··· Selected excerpt

Skip to content

Usage: Command Line Tools

Calibrie provides command-line scripts to facilitate running pipelines and performing specific actions like interactive gating.

calibrie-run

This is the primary script for executing calibration pipelines defined in YAML files.

Synopsis:

calibrie-run --pipeline <pipeline.yaml> --xpfile <experiment.json5> [options]

Core Arguments:

  • --pipeline <path/to/pipeline.yaml>: Required. Specifies the main YAML file defining the pipeline structure and tasks.
  • --xpfile <path/to/experiment.json5>: Required. Specifies the JSON5 file containing experiment metadata, control definitions, and paths to raw data files (relative to --datapath).

Common Options:

  • --outputdir <path/to/output/directory>: Specifies the directory where calibrated data files (e.g., Parquet/CSV) will be saved.
    • Default: Creates a directory based on the experiment name, pipeline name, and a hash of the pipeline configuration (e.g., output/<xp_name>/<pipeline_name>-<hash>).
  • --datapath <path/to/data/directory>: Specifies the base directory relative to which file paths within experiment.json5 (file, beads_file) are resolved.
    • Default: ./data/raw_data/ (relative to where calibrie-run is executed).
  • --diagnostics <true|false>: Whether to generate diagnostic plots for each applicable task.
    • Default: true. Use --no-diagnostics or --diagnostics false to disable.
  • --diagnostics_output_dir <path/to/diagnostics/directory>: Specifies where to save diagnostic plots (typically as a combined PDF or individual image files).
    • Default: A subdirectory named diagnostics_<pipeline_name> within the main --outputdir.
  • --diagnostics_only <true|false>: If set, only generates diagnostics without processing and saving sample data. Useful for quickly reviewing results after an initial run.
    • Default: false.
  • --export_format <csv|parquet>: Format for the exported calibrated data files. Parquet is generally recommended for efficiency.
    • Default: parquet.

Execution Process:

  1. Parses the --xpfile to identify control files, sample files, and the beads file.
  2. Creates context variables like $CONTROL_FILES (a dictionary mapping control names to full paths) and $BEAD_FILE (full path) based on the --xpfile and --datapath.
  3. Loads the --pipeline YAML file, substituting variables (${...}) using the context derived from the experiment file and potentially environment variables or other configurations (handled by dracon).
  4. Instantiates the calibrie.Pipeline object based on the loaded YAML definition.
  5. Calls pipeline.initialize() to set up all tasks (load controls, calculate spillover, etc.).
  6. If diagnostics_only is false:
    • Iterates through each sample file defined in the --xpfile.
    • Calls pipeline.apply_all() for the sample data.
    • Saves the output specified by the PandasExport task (or equivalent) to the --outputdir.
  7. If diagnostics is true:
    • Calls pipeline.all_diagnostics().
    • Saves the resulting figures to the --diagnostics_output_dir.

······
··· Dataset excerpts

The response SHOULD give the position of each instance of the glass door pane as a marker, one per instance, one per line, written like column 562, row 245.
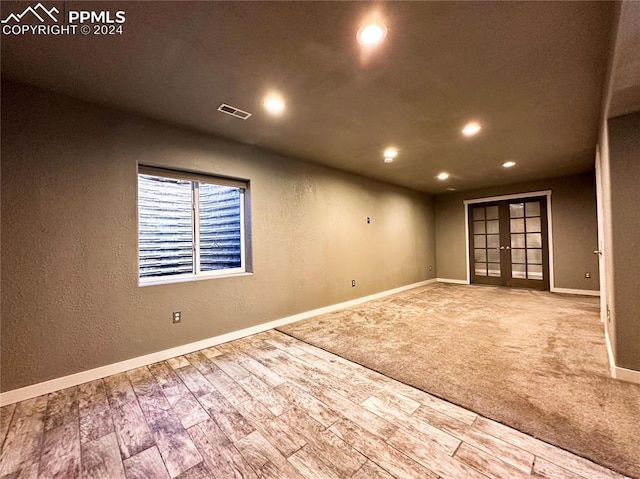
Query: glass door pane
column 486, row 241
column 526, row 240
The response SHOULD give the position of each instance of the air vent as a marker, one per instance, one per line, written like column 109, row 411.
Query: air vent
column 230, row 110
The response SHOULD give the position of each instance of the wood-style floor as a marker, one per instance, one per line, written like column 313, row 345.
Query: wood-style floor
column 266, row 406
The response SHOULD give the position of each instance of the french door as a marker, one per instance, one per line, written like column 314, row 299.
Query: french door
column 509, row 243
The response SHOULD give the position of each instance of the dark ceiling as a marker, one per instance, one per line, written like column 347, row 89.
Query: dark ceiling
column 532, row 73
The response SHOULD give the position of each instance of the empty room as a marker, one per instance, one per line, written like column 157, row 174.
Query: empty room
column 320, row 240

······

Apply what you read:
A: Write out the passage from the Calibrie usage text above, from "3. Loads the" to "to the --outputdir.".
B: Answer these questions using the Calibrie usage text above:
(i) What is the default format for the exported calibrated data files?
(ii) What is the default value of --datapath?
(iii) Which call sets up all tasks in the pipeline?

Answers to the exercise:
A:
3. Loads the --pipeline YAML file, substituting variables (${...}) using the context derived from the experiment file and potentially environment variables or other configurations (handled by dracon).
  4. Instantiates the calibrie.Pipeline object based on the loaded YAML definition.
  5. Calls pipeline.initialize() to set up all tasks (load controls, calculate spillover, etc.).
  6. If diagnostics_only is false:
    • Iterates through each sample file defined in the --xpfile.
    • Calls pipeline.apply_all() for the sample data.
    • Saves the output specified by the PandasExport task (or equivalent) to the --outputdir.

B:
(i) Parquet.
(ii) ./data/raw_data/, relative to where calibrie-run is executed.
(iii) pipeline.initialize()